_Work to be completed_. The records that follow must be reproduced in full, with every picture excluded.

___ Task material

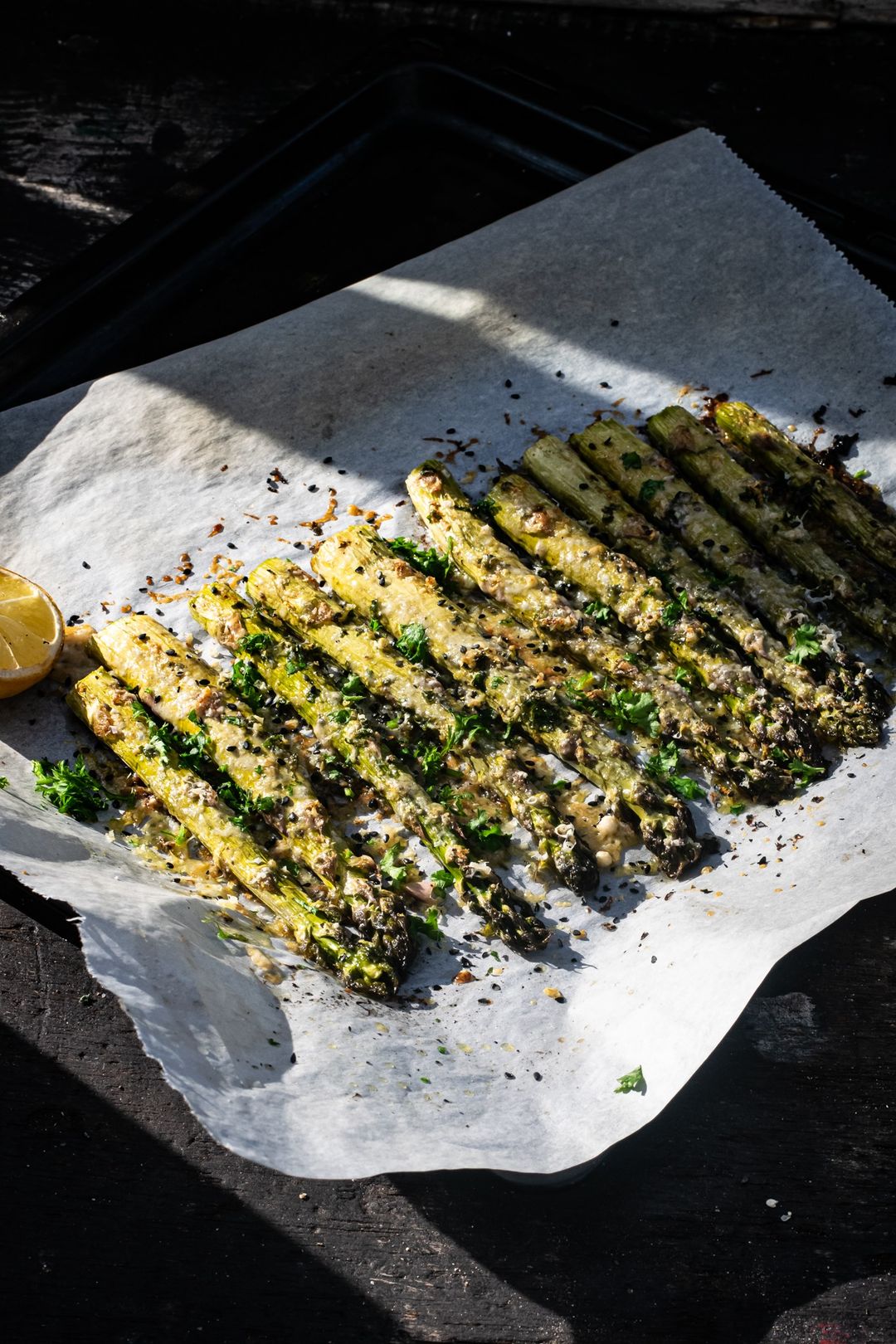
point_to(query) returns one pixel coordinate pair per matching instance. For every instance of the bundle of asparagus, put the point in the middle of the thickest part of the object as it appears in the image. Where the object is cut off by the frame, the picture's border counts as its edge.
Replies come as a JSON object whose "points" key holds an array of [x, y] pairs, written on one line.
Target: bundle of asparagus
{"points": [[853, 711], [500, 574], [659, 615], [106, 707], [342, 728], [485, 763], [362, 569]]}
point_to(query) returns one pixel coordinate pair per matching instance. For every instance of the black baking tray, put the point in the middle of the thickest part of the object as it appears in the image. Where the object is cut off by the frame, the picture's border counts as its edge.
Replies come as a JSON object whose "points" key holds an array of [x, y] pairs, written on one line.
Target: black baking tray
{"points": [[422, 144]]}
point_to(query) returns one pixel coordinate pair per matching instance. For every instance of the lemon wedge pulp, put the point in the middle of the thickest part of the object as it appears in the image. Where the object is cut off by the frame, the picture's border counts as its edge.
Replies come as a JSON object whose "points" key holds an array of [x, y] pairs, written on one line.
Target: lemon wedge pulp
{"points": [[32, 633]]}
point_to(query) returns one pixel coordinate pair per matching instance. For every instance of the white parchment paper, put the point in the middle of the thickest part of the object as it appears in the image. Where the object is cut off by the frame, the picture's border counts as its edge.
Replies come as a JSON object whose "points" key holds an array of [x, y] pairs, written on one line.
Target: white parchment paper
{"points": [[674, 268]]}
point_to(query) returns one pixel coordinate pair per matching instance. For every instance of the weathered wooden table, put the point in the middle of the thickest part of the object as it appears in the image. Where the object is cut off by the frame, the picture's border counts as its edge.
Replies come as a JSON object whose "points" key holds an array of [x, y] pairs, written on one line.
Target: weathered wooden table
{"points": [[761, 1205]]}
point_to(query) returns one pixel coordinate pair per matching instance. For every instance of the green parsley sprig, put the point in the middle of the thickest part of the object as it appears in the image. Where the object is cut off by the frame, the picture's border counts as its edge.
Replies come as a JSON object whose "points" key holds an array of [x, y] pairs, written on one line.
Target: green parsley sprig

______

_Answer area_.
point_to(query) returns one pixel coordinate pair per matching instance. For every instance of the bundle of asparagus, put the point in the middle of the thickest part of the object as it appears in the image. Where the object is cut off by the frame, the picture's border counts as its edge.
Replies come as a JSON object whose "points" key holds an array of [x, y] pairs, written on one line.
Target: bundle of asparagus
{"points": [[853, 711], [500, 574], [659, 615], [106, 707], [342, 728], [485, 763], [362, 569]]}
point_to(query) returns one pixel coordinate pair per matching instance. For every instance of the black baking tray, put the point in the middle of the thickest part of the object as it appears in the image. Where the object is cut off by the frame, the picture's border counts as its edge.
Replies come as a JSON object whose "points" key holds an array of [x, y] pairs, written on one line.
Target: black baking tray
{"points": [[422, 144]]}
point_to(query) returns one pixel coordinate pair per matching instance. For every instance of the lemon wedge pulp, put the point in the middle of the thickest part of the object as it appears in the image. Where the object is cut off by the frame, the picture's border counts as its edge.
Replies come as a JSON object whose "points" key holds an array of [x, y] pairs, written on one line.
Target: lemon wedge pulp
{"points": [[32, 633]]}
point_to(query) returns one pixel coordinate pair per matching instance. For every instance of the white parchment paper, put the point in the middle of the thickest part of the object as it appears in the image. Where the object is cut off by the frame, the picture's border counts as its edge.
Replies come as a JSON object whose "points" key holds an array of [x, y] pairs, written on one line.
Target: white parchment paper
{"points": [[674, 268]]}
point_to(query) returns one pixel coordinate pair per matching instance. For every instance of the weathered wooden table, put the point in the middle of the thickest part of the object as it appears in the image. Where the object is cut off by the frame, the picture's border counts as its edge.
Replies come as a JSON object whose "points" key holds an array of [x, y] pairs, written on one line.
Target: weathered wooden table
{"points": [[761, 1205]]}
point_to(query) returns one pixel coordinate pair per matching instance. For every instance of the green parsley sprig, put the point in the middle of the thickest part of the object as it appears in the image. Where the object is cut off by the frame, the picture's border counts as its edge.
Replies come as a JSON object whose "points" key holds an array of [x, y] pairs, written on one line.
Target: green parsley sprig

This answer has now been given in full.